#### Provided entries
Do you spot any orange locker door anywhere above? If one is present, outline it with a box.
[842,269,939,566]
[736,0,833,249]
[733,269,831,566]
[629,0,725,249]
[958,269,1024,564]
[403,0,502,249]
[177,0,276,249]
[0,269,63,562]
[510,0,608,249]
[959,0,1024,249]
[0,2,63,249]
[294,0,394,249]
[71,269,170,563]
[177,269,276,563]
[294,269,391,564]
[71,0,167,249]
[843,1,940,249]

#### To be done
Reproduce the rows above verbatim, keeping every line as it stands.

#### Written response
Do you spot any orange locker door anywhere above? If one is present, outline it with a box.
[842,269,939,566]
[736,0,833,249]
[733,269,831,566]
[629,0,725,249]
[958,269,1024,564]
[403,0,502,249]
[177,0,276,249]
[0,269,63,562]
[510,0,608,249]
[959,0,1024,249]
[0,2,63,249]
[294,0,394,249]
[71,269,170,563]
[177,269,276,563]
[294,269,391,564]
[71,0,167,249]
[843,1,940,249]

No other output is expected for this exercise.